---------- Texte fourni

Reconnaître l’emprise afin de lâcher prise
On parle souvent de nos jours de l’importance de lâcher prise. Cependant, si nous ne savons pas bien identifier ce qui exerce une emprise, nous ne saurons pas comment nous devrions lâcher prise. Par exemple, nous ne pourrons pas attraper un voleur si nous ne savons pas à quoi il ressemble. Nous ne saurons pas non plus où tirer une flèche si nous ne voyons pas la cible.
C’est l’emprise sur le soi [1] qu’il faut reconnaître; elle s’exprime habituellement par les mots « moi, ma, mon, mes, etc. ». En termes plus communs, on pourrait également l’appeler « l’égo ». Relâcher cette emprise est ce qu’on pourrait appeler le lâcher-prise.
Ainsi, c’est envers ce fauteur de trouble intérieur qu’est l’égo ou l’emprise sur le soi que nous devrions relâcher notre emprise. Lâcher prise ne signifie donc pas de devoir laisser aller ou abandonner ce qui nous est extérieur : amis, travail, famille, relations, matériel, etc. Ce sentiment de « moi », que l’on appelle le soi [2], est quelque chose que l’on considère essentiel et qui émane du plus profond de notre cœur. On ne considère pas « les autres » de la même manière. Cela provient de la très forte emprise sur le moi. Pourtant, nous sommes égaux aux autres en ce qui concerne notre souhait de ne pas souffrir et d’être heureux. Si l’on médite continuellement sur cela, les problèmes qui nous assaillent présentement les uns après les autres cesseront de se produire.

--------------------
---------- Données extraites

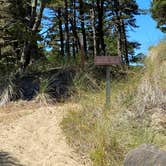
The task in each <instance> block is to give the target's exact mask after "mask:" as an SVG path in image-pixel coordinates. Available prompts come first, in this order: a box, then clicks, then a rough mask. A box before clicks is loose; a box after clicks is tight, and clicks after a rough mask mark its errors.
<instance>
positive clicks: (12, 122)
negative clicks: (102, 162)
mask: <svg viewBox="0 0 166 166" xmlns="http://www.w3.org/2000/svg"><path fill="white" fill-rule="evenodd" d="M13 105H14V104H13ZM13 105H12V106H8V107H6V108H3V109H2V108H1V109H0V165H1V166H6V165H5V164H4V162H5V160H4V159H2V158H3V155H2V156H1V154H4V153H2V152H5V153H8V154H10V156H12V157H13V158H16V159H17V160H18V161H19V162H20V164H22V165H23V166H88V165H89V164H88V162H87V160H86V159H84V157H81V158H80V156H79V155H78V154H77V153H76V152H75V151H74V150H73V149H72V148H71V147H70V146H69V145H68V144H67V143H66V138H65V136H64V134H63V131H62V130H61V127H60V123H61V121H62V119H63V116H64V115H65V112H66V110H67V108H68V107H69V105H68V104H66V105H63V106H44V107H39V106H38V108H35V109H32V108H31V106H32V105H31V104H29V105H31V106H29V107H28V109H24V110H21V109H20V106H18V107H15V105H14V106H13ZM25 105H26V104H25ZM70 107H74V105H70ZM16 108H17V109H18V111H16V110H15V109H16ZM22 108H24V106H23V105H22ZM33 108H34V107H33ZM9 109H11V110H9ZM12 109H13V110H12ZM2 160H3V161H2ZM6 162H7V160H6ZM12 162H13V161H12ZM13 165H14V164H13ZM16 165H17V164H15V166H16Z"/></svg>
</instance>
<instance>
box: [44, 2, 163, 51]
mask: <svg viewBox="0 0 166 166" xmlns="http://www.w3.org/2000/svg"><path fill="white" fill-rule="evenodd" d="M137 3H138V5H139V8H140V9H149V8H150V3H151V0H137ZM50 12H51V11H50V10H48V9H46V10H45V12H44V14H45V15H51V13H50ZM47 23H48V22H47ZM136 23H137V25H138V26H139V28H137V29H134V31H131V30H130V31H129V32H128V36H129V40H130V41H136V42H139V43H140V44H141V47H140V49H138V50H136V51H135V54H138V53H144V54H147V52H148V48H149V47H150V46H152V45H156V44H157V43H158V42H159V41H161V40H162V39H163V38H164V37H166V35H165V34H164V33H162V32H161V31H160V30H159V29H157V28H156V22H155V21H154V20H153V19H152V17H151V15H150V13H149V14H147V15H139V16H136ZM45 28H46V27H45ZM46 29H47V28H46ZM43 31H44V30H43ZM49 50H50V49H49Z"/></svg>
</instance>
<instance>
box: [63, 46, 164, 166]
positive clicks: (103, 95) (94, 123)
mask: <svg viewBox="0 0 166 166" xmlns="http://www.w3.org/2000/svg"><path fill="white" fill-rule="evenodd" d="M165 48H166V47H165V44H160V45H159V46H158V47H156V48H154V49H153V50H151V53H150V54H154V56H153V55H152V56H151V55H150V56H149V57H148V59H147V62H146V64H145V67H143V68H142V69H140V68H139V69H138V68H137V67H136V68H134V69H133V68H132V69H129V70H128V71H126V72H127V74H128V77H127V78H125V79H121V80H116V79H115V80H113V82H112V83H111V88H112V90H111V109H110V110H105V109H104V104H105V103H104V102H105V90H104V89H103V84H102V86H101V87H100V90H99V91H86V90H84V87H83V88H82V89H83V90H82V91H81V92H80V95H79V98H78V96H77V97H76V98H73V102H76V103H77V104H78V105H79V107H77V108H75V109H74V108H72V109H71V110H69V113H68V114H67V116H66V117H65V118H64V119H63V121H62V128H63V130H64V132H65V134H66V136H67V138H68V141H69V143H70V144H71V145H72V146H74V147H75V148H76V149H77V150H78V151H79V152H80V153H83V154H85V155H87V156H88V157H89V158H90V159H91V161H92V165H94V166H121V165H123V160H124V156H125V154H126V153H127V152H128V151H129V150H130V149H132V148H134V147H136V146H138V145H140V144H143V143H150V144H156V145H158V146H159V147H161V148H163V149H166V147H165V145H166V139H165V135H164V134H163V133H160V132H157V131H155V130H153V128H152V127H150V126H149V119H148V118H147V117H146V116H145V115H144V114H143V112H145V111H146V109H147V107H154V106H156V105H158V104H161V103H163V102H164V101H166V100H165V90H164V89H165V85H166V84H165V74H166V72H165V69H166V68H165V62H164V60H163V59H165V55H166V54H165V52H166V51H165ZM156 54H157V55H156ZM81 78H82V76H81ZM76 85H80V83H79V84H76ZM81 85H83V86H85V85H84V84H82V83H81ZM85 87H86V86H85ZM78 89H80V88H78ZM136 113H137V114H139V115H141V118H137V116H135V115H136Z"/></svg>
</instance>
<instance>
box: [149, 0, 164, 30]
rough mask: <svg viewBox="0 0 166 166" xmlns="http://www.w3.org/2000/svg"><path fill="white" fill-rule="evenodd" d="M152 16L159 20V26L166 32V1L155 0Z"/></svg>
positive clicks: (151, 8)
mask: <svg viewBox="0 0 166 166" xmlns="http://www.w3.org/2000/svg"><path fill="white" fill-rule="evenodd" d="M151 13H152V17H153V18H154V19H155V20H156V21H157V27H158V28H159V29H160V30H161V31H163V32H166V1H164V0H153V1H152V3H151Z"/></svg>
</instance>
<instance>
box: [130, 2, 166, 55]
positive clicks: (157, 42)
mask: <svg viewBox="0 0 166 166" xmlns="http://www.w3.org/2000/svg"><path fill="white" fill-rule="evenodd" d="M137 3H138V5H139V8H141V9H149V7H150V3H151V0H137ZM136 19H137V21H136V22H137V25H138V26H139V28H137V29H135V30H134V31H129V33H128V35H129V40H131V41H137V42H139V43H140V44H141V48H140V49H139V50H136V53H140V52H142V53H144V54H146V53H147V51H148V48H149V47H150V46H152V45H156V44H157V43H158V42H159V41H161V39H163V38H164V37H165V35H164V33H162V32H161V31H160V30H159V29H157V28H156V22H155V21H154V20H153V19H152V18H151V16H150V14H148V15H140V16H136Z"/></svg>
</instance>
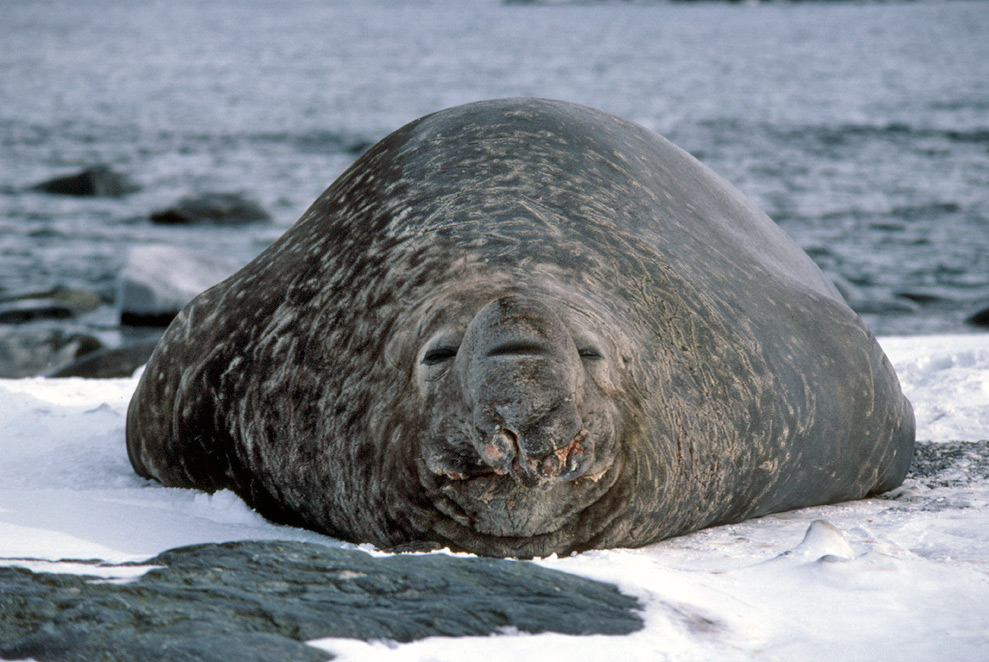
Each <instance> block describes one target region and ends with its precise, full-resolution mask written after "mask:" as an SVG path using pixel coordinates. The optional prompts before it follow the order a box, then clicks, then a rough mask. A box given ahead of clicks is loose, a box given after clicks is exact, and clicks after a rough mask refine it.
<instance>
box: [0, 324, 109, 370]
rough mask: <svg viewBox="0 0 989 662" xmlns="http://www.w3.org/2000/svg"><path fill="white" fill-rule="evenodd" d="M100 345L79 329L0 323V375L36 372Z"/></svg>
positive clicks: (61, 362)
mask: <svg viewBox="0 0 989 662" xmlns="http://www.w3.org/2000/svg"><path fill="white" fill-rule="evenodd" d="M102 346H103V344H102V343H101V342H100V341H99V340H97V339H96V338H94V337H93V336H89V335H86V334H81V333H73V334H68V333H65V332H64V331H62V330H60V329H45V328H40V329H39V328H30V329H25V328H19V327H3V326H0V378H4V379H19V378H21V377H33V376H35V375H40V374H43V373H44V372H46V371H48V370H51V369H52V368H54V367H56V366H60V365H64V364H66V363H68V362H70V361H73V360H75V359H77V358H79V357H81V356H84V355H85V354H88V353H90V352H94V351H96V350H98V349H100V348H101V347H102Z"/></svg>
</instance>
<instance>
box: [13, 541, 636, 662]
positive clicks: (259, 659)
mask: <svg viewBox="0 0 989 662" xmlns="http://www.w3.org/2000/svg"><path fill="white" fill-rule="evenodd" d="M147 563H148V564H149V565H154V566H161V567H160V568H157V569H154V570H151V571H149V572H148V573H147V574H145V575H143V576H142V577H141V578H140V579H138V580H136V581H134V582H130V583H123V584H118V583H111V582H106V581H93V578H91V577H81V576H75V575H65V574H48V573H33V572H31V571H29V570H24V569H20V568H0V658H3V659H26V658H31V659H35V660H40V661H42V662H49V661H51V662H55V661H62V660H66V661H68V660H90V659H92V660H95V659H113V660H118V661H120V662H124V661H130V660H134V661H137V660H140V661H141V662H149V661H155V660H162V661H164V660H202V661H213V660H215V661H217V662H220V661H223V662H226V661H228V660H241V661H250V660H259V661H260V660H314V661H316V660H327V659H331V658H332V657H333V656H332V655H331V654H330V653H327V652H325V651H321V650H319V649H316V648H313V647H310V646H308V645H306V643H305V642H307V641H310V640H313V639H322V638H328V637H346V638H353V639H362V640H365V641H371V640H389V641H397V642H408V641H413V640H416V639H422V638H425V637H431V636H446V637H459V636H481V635H490V634H495V633H498V632H501V631H504V630H506V629H509V630H511V629H514V630H518V631H522V632H531V633H538V632H561V633H565V634H575V635H580V634H627V633H630V632H634V631H636V630H639V629H641V627H642V624H643V623H642V619H641V617H640V615H639V610H640V609H641V606H640V605H639V603H638V601H637V600H636V599H635V598H631V597H629V596H626V595H623V594H622V593H620V592H619V591H618V589H617V588H615V587H614V586H611V585H609V584H603V583H600V582H595V581H592V580H589V579H584V578H581V577H576V576H573V575H568V574H564V573H561V572H555V571H552V570H547V569H545V568H541V567H539V566H537V565H535V564H532V563H528V562H518V561H506V560H500V559H498V560H496V559H478V558H454V557H450V556H447V555H443V554H433V555H400V556H391V557H386V558H375V557H372V556H370V555H368V554H365V553H363V552H357V551H347V550H342V549H335V548H330V547H324V546H322V545H316V544H312V543H300V542H270V541H245V542H233V543H225V544H206V545H197V546H193V547H185V548H181V549H175V550H171V551H168V552H165V553H163V554H161V555H159V556H157V557H155V558H154V559H151V560H150V561H148V562H147ZM492 646H495V647H496V646H497V640H493V641H492Z"/></svg>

--------------------

Consigne -> Poursuivez, s'il vous plaît, le texte sur le lâcher-prise et l'emprise sur le soi après sa dernière phrase.

Réponse ->
Que l’on soit un homme ou une femme, jeune ou âgé, riche ou pauvre ne fait aucune différence. Tout le monde peut lâcher prise. Par exemple, il arrive que des gens très pauvres tels des itinérants se disputent et se querellent quotidiennement pour défendre un simple espace pour dormir. Même les animaux ont cette emprise sur le soi. Si l’emprise sur le soi trouble l’infime bonheur des animaux en les faisant se quereller et se disputer, il va sans dire qu’il trouble également le bonheur des humains. L’emprise sur le soi peut aussi être présente chez les personnes riches. Par exemple, une personne qui pense uniquement à faire de l’argent aura de la misère à dormir et passera le plus clair de son temps à travailler, de sorte qu’elle n’aura peut-être même plus de temps pour des choses essentielles à sa survie, comme de manger et de boire.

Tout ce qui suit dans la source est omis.